Work to complete:
How many lines of the rows below contain the string "silhouette", matching case exactly? Reply with the number alone.

Given records:
%%

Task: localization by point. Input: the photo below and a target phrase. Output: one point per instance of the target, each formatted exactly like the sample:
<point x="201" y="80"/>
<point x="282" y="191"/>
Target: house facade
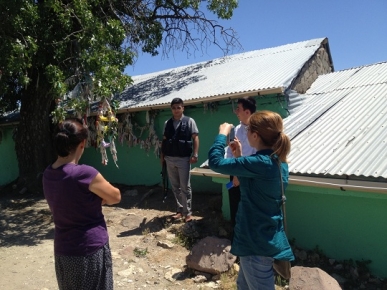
<point x="337" y="196"/>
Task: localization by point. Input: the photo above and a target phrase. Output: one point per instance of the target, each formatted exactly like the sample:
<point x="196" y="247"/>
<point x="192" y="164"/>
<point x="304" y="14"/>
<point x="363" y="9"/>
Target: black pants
<point x="234" y="196"/>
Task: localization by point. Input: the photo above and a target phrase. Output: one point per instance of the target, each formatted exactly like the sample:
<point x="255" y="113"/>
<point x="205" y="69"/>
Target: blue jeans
<point x="179" y="175"/>
<point x="256" y="273"/>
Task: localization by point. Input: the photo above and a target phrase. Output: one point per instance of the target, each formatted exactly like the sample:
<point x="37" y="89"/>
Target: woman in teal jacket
<point x="259" y="235"/>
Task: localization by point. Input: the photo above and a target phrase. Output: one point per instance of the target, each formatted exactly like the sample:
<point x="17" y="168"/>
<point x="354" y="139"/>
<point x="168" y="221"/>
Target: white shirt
<point x="241" y="134"/>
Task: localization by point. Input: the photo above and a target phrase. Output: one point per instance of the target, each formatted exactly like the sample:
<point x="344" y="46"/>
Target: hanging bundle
<point x="107" y="126"/>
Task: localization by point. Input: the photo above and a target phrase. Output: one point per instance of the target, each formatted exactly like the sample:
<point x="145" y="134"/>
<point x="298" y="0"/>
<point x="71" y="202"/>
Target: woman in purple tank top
<point x="75" y="194"/>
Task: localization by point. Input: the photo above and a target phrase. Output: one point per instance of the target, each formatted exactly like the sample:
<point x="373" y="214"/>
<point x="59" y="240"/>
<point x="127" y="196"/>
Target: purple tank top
<point x="80" y="227"/>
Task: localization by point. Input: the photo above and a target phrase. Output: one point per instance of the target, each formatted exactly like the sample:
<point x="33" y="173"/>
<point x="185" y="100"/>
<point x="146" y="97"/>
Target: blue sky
<point x="356" y="30"/>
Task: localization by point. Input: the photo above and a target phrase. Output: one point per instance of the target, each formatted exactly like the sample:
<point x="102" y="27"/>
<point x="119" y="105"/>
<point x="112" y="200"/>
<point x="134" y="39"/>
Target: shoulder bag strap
<point x="283" y="196"/>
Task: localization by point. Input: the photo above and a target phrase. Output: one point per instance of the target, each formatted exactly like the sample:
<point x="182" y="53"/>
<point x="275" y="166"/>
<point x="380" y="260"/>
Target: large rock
<point x="304" y="278"/>
<point x="211" y="255"/>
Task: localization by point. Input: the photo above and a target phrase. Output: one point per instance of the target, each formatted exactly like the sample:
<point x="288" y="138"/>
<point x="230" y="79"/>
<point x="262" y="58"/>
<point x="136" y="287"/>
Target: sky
<point x="356" y="31"/>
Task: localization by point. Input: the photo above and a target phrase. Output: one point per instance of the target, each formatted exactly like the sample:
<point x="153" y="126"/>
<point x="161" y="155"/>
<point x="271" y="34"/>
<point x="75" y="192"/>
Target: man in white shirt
<point x="246" y="106"/>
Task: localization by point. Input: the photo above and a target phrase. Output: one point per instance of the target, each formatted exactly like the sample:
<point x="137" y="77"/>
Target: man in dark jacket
<point x="180" y="148"/>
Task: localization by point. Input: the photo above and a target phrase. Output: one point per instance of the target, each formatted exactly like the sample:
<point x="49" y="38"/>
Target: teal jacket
<point x="259" y="221"/>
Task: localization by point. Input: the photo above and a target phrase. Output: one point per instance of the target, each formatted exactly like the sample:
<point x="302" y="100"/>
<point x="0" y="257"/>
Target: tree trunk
<point x="34" y="147"/>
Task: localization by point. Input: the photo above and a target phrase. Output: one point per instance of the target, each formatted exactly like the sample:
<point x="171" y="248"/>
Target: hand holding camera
<point x="232" y="141"/>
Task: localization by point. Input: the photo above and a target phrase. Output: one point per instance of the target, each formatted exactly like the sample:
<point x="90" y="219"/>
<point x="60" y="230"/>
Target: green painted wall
<point x="9" y="169"/>
<point x="136" y="167"/>
<point x="344" y="224"/>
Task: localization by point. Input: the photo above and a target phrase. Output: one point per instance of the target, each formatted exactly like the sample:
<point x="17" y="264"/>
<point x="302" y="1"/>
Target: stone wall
<point x="319" y="64"/>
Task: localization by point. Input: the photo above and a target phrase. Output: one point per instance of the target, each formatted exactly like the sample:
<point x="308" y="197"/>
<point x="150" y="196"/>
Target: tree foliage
<point x="55" y="48"/>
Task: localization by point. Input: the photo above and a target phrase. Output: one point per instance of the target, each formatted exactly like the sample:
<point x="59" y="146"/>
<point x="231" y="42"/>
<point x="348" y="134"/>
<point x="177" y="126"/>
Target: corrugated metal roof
<point x="252" y="71"/>
<point x="341" y="128"/>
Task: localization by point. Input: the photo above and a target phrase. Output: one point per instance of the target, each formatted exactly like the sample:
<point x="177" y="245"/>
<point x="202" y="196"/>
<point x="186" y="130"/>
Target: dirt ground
<point x="148" y="249"/>
<point x="135" y="226"/>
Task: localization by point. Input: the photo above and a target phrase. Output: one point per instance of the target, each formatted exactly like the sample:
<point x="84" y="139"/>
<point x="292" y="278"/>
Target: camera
<point x="231" y="136"/>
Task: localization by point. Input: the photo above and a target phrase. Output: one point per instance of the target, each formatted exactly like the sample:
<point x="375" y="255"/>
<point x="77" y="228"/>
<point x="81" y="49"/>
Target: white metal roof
<point x="259" y="70"/>
<point x="341" y="128"/>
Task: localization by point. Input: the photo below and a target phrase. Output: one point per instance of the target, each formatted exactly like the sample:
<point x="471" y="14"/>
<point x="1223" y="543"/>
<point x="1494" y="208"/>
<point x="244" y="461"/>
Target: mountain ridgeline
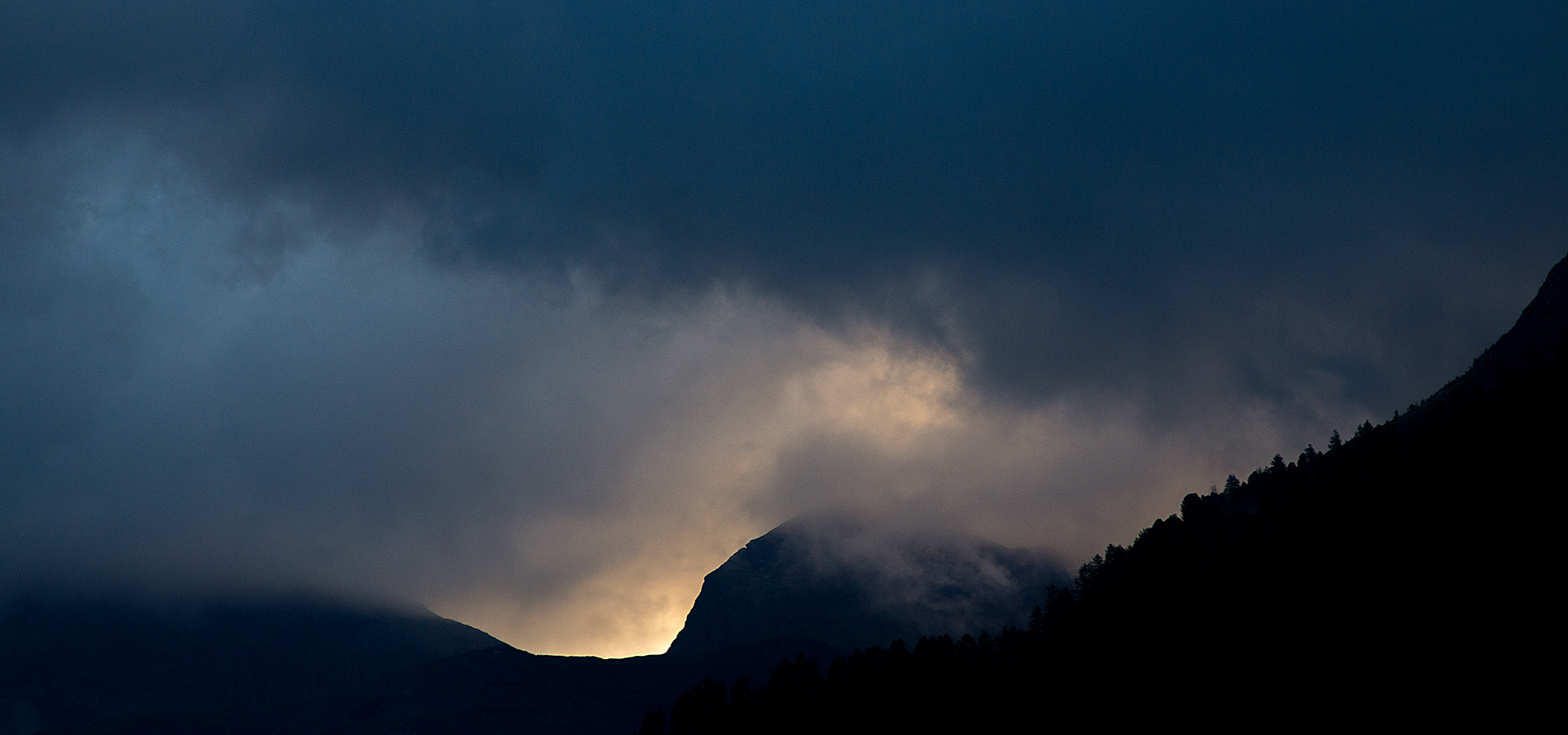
<point x="841" y="584"/>
<point x="1396" y="581"/>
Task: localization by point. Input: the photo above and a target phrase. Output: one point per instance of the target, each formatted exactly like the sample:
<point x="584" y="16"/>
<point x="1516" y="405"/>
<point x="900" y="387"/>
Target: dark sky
<point x="535" y="313"/>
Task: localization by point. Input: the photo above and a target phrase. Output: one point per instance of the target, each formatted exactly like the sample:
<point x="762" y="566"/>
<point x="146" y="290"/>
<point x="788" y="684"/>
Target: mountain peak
<point x="846" y="582"/>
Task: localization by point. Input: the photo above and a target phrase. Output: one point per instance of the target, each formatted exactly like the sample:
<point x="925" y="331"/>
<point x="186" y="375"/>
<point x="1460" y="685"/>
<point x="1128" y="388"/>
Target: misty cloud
<point x="537" y="313"/>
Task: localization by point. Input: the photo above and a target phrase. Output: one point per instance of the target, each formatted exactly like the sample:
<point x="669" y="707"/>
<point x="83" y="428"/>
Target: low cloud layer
<point x="537" y="314"/>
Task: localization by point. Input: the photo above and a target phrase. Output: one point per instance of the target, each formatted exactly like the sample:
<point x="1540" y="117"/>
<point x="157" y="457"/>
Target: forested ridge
<point x="1396" y="579"/>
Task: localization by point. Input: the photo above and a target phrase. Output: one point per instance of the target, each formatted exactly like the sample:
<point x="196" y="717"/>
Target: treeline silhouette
<point x="1398" y="579"/>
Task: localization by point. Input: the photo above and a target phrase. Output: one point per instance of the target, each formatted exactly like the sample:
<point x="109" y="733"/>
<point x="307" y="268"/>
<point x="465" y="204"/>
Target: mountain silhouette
<point x="70" y="661"/>
<point x="1399" y="579"/>
<point x="837" y="581"/>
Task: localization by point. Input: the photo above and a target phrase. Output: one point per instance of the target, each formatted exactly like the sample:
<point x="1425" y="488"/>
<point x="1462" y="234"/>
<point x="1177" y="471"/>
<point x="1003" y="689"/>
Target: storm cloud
<point x="535" y="313"/>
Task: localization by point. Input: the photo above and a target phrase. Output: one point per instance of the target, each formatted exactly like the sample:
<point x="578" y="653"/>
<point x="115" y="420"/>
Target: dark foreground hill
<point x="1399" y="581"/>
<point x="70" y="661"/>
<point x="819" y="587"/>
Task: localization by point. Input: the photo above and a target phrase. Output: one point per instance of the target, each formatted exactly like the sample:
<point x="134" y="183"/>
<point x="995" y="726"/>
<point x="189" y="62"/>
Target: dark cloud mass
<point x="537" y="311"/>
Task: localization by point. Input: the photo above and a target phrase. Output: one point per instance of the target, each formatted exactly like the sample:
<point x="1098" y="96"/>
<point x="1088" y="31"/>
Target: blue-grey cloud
<point x="446" y="300"/>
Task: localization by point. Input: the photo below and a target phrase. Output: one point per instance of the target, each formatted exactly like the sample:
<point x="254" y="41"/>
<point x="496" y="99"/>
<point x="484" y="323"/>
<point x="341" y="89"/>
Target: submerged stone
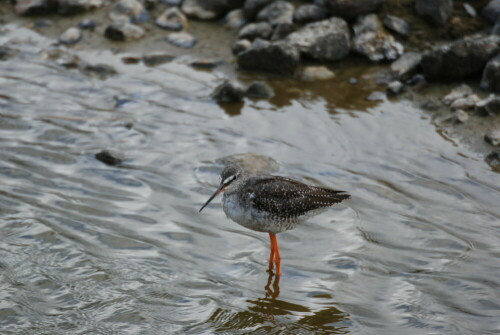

%%

Result for this task:
2